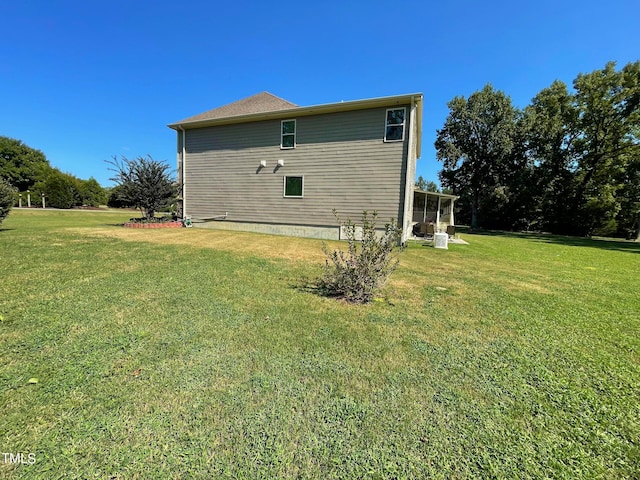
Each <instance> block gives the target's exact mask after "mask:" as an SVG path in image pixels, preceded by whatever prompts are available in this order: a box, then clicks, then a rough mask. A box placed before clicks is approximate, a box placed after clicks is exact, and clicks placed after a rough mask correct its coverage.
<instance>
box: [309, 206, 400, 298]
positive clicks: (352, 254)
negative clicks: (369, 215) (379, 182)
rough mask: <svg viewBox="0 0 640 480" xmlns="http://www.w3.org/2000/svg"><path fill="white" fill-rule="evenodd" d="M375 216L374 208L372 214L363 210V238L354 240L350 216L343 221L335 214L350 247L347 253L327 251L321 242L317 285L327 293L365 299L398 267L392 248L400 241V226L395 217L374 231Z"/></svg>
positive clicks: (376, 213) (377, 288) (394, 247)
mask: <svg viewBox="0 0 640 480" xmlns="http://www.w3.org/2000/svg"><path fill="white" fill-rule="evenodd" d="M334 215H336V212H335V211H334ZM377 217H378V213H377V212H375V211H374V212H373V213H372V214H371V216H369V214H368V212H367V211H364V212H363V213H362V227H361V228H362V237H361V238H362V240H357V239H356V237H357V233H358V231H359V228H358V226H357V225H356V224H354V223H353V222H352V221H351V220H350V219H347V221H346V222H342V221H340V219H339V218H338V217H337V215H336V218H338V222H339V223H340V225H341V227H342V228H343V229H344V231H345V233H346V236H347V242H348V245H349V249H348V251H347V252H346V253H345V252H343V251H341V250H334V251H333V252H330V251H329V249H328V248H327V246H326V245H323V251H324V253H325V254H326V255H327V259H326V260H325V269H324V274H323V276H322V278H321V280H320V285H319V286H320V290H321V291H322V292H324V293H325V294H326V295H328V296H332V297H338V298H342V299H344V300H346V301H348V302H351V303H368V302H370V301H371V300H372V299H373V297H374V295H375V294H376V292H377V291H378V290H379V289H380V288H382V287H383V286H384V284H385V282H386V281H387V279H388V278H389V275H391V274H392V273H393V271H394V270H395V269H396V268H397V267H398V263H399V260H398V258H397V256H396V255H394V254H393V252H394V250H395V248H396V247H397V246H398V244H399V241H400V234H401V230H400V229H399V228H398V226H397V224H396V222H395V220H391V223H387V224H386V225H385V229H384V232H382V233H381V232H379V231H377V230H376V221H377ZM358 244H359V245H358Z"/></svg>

______________________________

• **DIRECTIONS FOR THIS TASK**
Give every line of the records above as a JSON list of strings, one string per line, with blank lines skipped and the pictures left out.

• **EXERCISE RESPONSE**
[
  "Each <instance> block gives the target's exact mask after \"mask:\" as an SVG path in image pixels, preceded by whatever prompts are available in this order: a box, then clicks, then a rough mask. A box placed before clicks is approximate, a box placed after clicks is exact, and clicks placed after a rough mask correct its coverage.",
  "<instance>",
  "box: [309, 206, 400, 298]",
  "positive clicks: (352, 254)",
  "negative clicks: (369, 215) (379, 182)",
  "rough mask: <svg viewBox=\"0 0 640 480\" xmlns=\"http://www.w3.org/2000/svg\"><path fill=\"white\" fill-rule=\"evenodd\" d=\"M375 216L374 208L372 214L363 210V238L354 240L350 216L343 221L335 214L350 247L347 253L327 251L321 242L317 285L327 293L365 299L398 267L392 248L400 241V226L395 217L374 231Z\"/></svg>",
  "positive clicks: (376, 213) (377, 288) (394, 247)",
  "mask: <svg viewBox=\"0 0 640 480\" xmlns=\"http://www.w3.org/2000/svg\"><path fill=\"white\" fill-rule=\"evenodd\" d=\"M334 215H336V212H335V211H334ZM377 217H378V213H377V212H375V211H374V212H373V213H372V214H371V216H369V214H368V212H367V211H364V212H363V213H362V227H361V228H362V237H361V238H362V240H357V239H356V237H357V233H358V231H359V228H358V226H357V225H356V224H354V223H353V222H352V221H351V220H350V219H347V221H346V222H342V221H340V219H339V218H338V217H337V215H336V218H338V222H339V223H340V225H341V227H342V228H343V229H344V231H345V233H346V236H347V242H348V245H349V249H348V251H347V252H346V253H345V252H343V251H341V250H334V251H333V252H330V251H329V249H328V248H327V246H326V245H323V251H324V253H325V254H326V255H327V259H326V260H325V269H324V274H323V276H322V278H321V280H320V285H319V286H320V290H321V291H322V292H324V293H325V294H326V295H328V296H332V297H338V298H342V299H344V300H346V301H348V302H351V303H368V302H370V301H371V300H372V299H373V297H374V295H375V294H376V292H377V291H378V290H379V289H380V288H382V287H383V286H384V284H385V282H386V281H387V279H388V278H389V275H391V274H392V273H393V271H394V270H395V269H396V268H397V267H398V263H399V260H398V258H397V256H396V255H394V254H393V252H394V250H395V248H396V247H397V246H398V244H399V241H400V234H401V230H400V229H399V228H398V226H397V224H396V222H395V220H391V223H387V224H386V225H385V229H384V232H382V233H381V232H379V231H377V230H376V221H377ZM358 244H359V245H358Z\"/></svg>"
]